(Listing excerpted from a collection)
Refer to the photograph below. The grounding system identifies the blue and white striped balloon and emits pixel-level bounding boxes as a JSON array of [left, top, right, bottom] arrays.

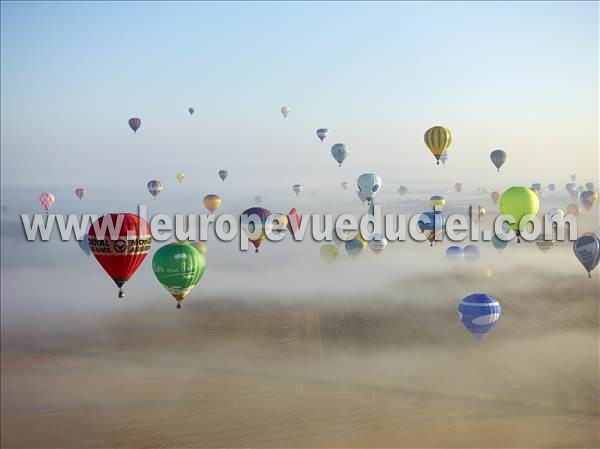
[[458, 293, 502, 338]]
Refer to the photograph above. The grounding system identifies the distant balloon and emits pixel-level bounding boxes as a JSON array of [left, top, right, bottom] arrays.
[[369, 234, 388, 254], [500, 187, 540, 241], [581, 190, 598, 210], [287, 207, 302, 237], [492, 234, 508, 252], [129, 117, 142, 134], [491, 192, 500, 206], [317, 128, 329, 142], [356, 173, 381, 203], [219, 170, 229, 182], [573, 235, 600, 278], [429, 195, 446, 211], [147, 179, 162, 199], [319, 243, 340, 262], [467, 206, 486, 222], [241, 207, 271, 252], [77, 234, 92, 257], [490, 150, 506, 171], [152, 242, 206, 309], [446, 245, 465, 260], [344, 234, 367, 257], [202, 193, 223, 214], [425, 126, 452, 165], [38, 192, 54, 213], [88, 214, 152, 298], [567, 203, 581, 216], [569, 190, 579, 202], [463, 244, 480, 262], [331, 143, 348, 167], [535, 234, 556, 253], [75, 187, 85, 199], [458, 293, 502, 338]]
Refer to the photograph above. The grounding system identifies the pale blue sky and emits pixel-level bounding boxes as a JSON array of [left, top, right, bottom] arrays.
[[1, 2, 599, 197]]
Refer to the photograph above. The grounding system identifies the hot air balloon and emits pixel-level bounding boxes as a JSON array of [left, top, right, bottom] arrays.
[[492, 234, 508, 252], [467, 206, 486, 221], [147, 179, 162, 199], [446, 245, 465, 260], [88, 214, 152, 298], [569, 190, 579, 202], [356, 173, 381, 203], [75, 187, 85, 199], [202, 193, 222, 214], [344, 234, 367, 258], [567, 203, 581, 216], [368, 234, 388, 254], [425, 126, 452, 165], [38, 192, 54, 213], [429, 195, 446, 211], [331, 143, 348, 167], [152, 242, 206, 309], [241, 207, 271, 252], [458, 293, 502, 338], [417, 212, 446, 232], [319, 243, 340, 262], [129, 117, 142, 134], [77, 234, 92, 257], [500, 187, 540, 242], [491, 192, 500, 206], [581, 190, 598, 210], [535, 234, 556, 253], [490, 150, 506, 171], [573, 235, 600, 278], [190, 241, 208, 257], [463, 244, 480, 262], [287, 207, 302, 237], [317, 128, 329, 142]]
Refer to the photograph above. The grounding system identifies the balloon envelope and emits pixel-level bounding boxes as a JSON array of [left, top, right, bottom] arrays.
[[152, 242, 206, 308], [458, 293, 502, 338]]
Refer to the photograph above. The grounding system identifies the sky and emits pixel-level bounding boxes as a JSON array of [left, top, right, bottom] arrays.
[[1, 2, 599, 203]]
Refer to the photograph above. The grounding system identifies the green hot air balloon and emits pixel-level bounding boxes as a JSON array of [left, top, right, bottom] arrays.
[[152, 242, 206, 309], [500, 187, 540, 242]]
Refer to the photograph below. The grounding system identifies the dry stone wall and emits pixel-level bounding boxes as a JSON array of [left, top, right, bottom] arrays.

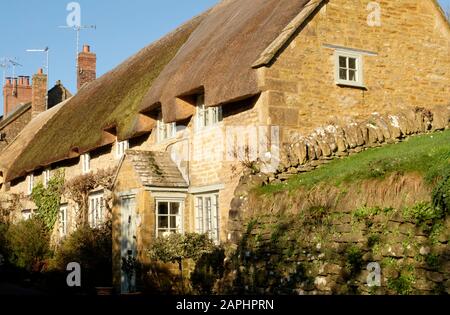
[[268, 106, 450, 182]]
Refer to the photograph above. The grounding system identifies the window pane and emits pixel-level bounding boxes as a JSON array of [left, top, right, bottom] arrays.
[[348, 58, 356, 69], [158, 202, 169, 214], [170, 216, 178, 229], [339, 56, 347, 68], [203, 108, 211, 127], [348, 70, 356, 81], [158, 216, 169, 228], [170, 202, 180, 215], [339, 69, 347, 80]]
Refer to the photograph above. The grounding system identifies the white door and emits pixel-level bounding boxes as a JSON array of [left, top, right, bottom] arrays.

**PROBLEM DESCRIPTION:**
Copy the listing above word for word, from start to finish, but omit the pictures.

**FULL SOLUTION:**
Refer to the photograph below. The grounding system identifies the blue and white striped balloon and emits pixel-level bounding boxes as a JSON array of [left, top, right, bottom] arrays.

[[458, 293, 502, 338]]
Refer to the photograph above. The grounding system identifies the distant balloon and emits pixel-level bounding boxes as a JSON array of [left, top, right, bottom] arrays.
[[369, 234, 388, 254], [500, 187, 540, 241], [581, 190, 598, 210], [287, 207, 302, 237], [492, 234, 508, 252], [129, 117, 142, 134], [491, 192, 500, 206], [317, 128, 329, 142], [356, 173, 381, 203], [219, 170, 229, 182], [573, 235, 600, 278], [429, 195, 446, 211], [147, 179, 162, 199], [319, 243, 340, 262], [467, 206, 486, 222], [241, 207, 271, 252], [77, 234, 92, 257], [490, 150, 506, 171], [152, 242, 206, 309], [446, 245, 465, 260], [344, 234, 367, 257], [202, 193, 223, 214], [425, 126, 452, 165], [38, 192, 54, 213], [88, 214, 152, 298], [567, 203, 581, 216], [569, 190, 579, 202], [463, 244, 480, 262], [331, 143, 348, 167], [535, 234, 556, 253], [75, 187, 85, 199], [458, 293, 502, 338]]
Refer to the photograph above. The grounding system identifies the pale blue sky and emits pixel-level bounding boxes as a JSON array of [left, top, right, bottom] arrays.
[[1, 2, 599, 197]]
Refer to the photograph above. The grounding system identifies the hot air balloon and emits pixel-level bounding boxes as a JSON array of [left, top, right, bottom] arrays.
[[492, 234, 508, 252], [467, 206, 486, 221], [147, 179, 162, 199], [446, 245, 465, 260], [88, 214, 152, 298], [569, 190, 579, 202], [356, 173, 381, 203], [75, 187, 85, 199], [202, 193, 222, 214], [344, 234, 367, 258], [567, 203, 581, 216], [368, 234, 388, 254], [425, 126, 452, 165], [38, 192, 54, 213], [429, 195, 446, 211], [331, 143, 348, 167], [152, 242, 206, 309], [241, 207, 271, 252], [458, 293, 502, 338], [417, 212, 446, 232], [319, 243, 340, 262], [129, 117, 142, 134], [77, 234, 92, 257], [500, 187, 540, 242], [491, 192, 500, 206], [581, 190, 598, 210], [535, 234, 556, 253], [490, 150, 506, 171], [573, 235, 600, 278], [190, 241, 208, 257], [463, 244, 480, 262], [287, 207, 302, 237], [317, 128, 329, 142]]
Refer to the photograph above. The grounding system identifies the balloon envelope and emits pixel-level bounding boxes as a JSON array of [left, top, right, bottom] arrays.
[[152, 242, 206, 308], [458, 293, 502, 338]]
Refer to the photograph above. The grounding system identifies the sky and emits pixel-level bounding boxes as a JSON array of [left, top, right, bottom] arrays.
[[1, 2, 599, 203]]
Refer to the photograph above. The grounding system identifies the green hot air balloon and emits pixel-level bounding boxes as a JSON array of [left, top, right, bottom] arrays.
[[152, 242, 206, 309], [500, 187, 540, 242]]
Refer to the photograph below. The grounding system identifies the dry stone wall and emits pixel-level bounding boxes as a JSON array of [left, top, right, bottom] arrays.

[[268, 106, 450, 182]]
Refer to the photograph above. The grounding system identifies the window pane and emits pixel-level bounding boxes as a JSON array of [left, top, right, bottom] arrays.
[[348, 58, 356, 69], [158, 202, 169, 214], [170, 216, 178, 229], [339, 56, 347, 68], [203, 108, 211, 127], [348, 70, 356, 81], [158, 216, 169, 228], [170, 202, 180, 215], [339, 69, 347, 80]]
Refer to the photograph above. The grounding system identifies the white door and emits pixel-level bounding boxes as a JSON array of [left, top, right, bottom] arrays.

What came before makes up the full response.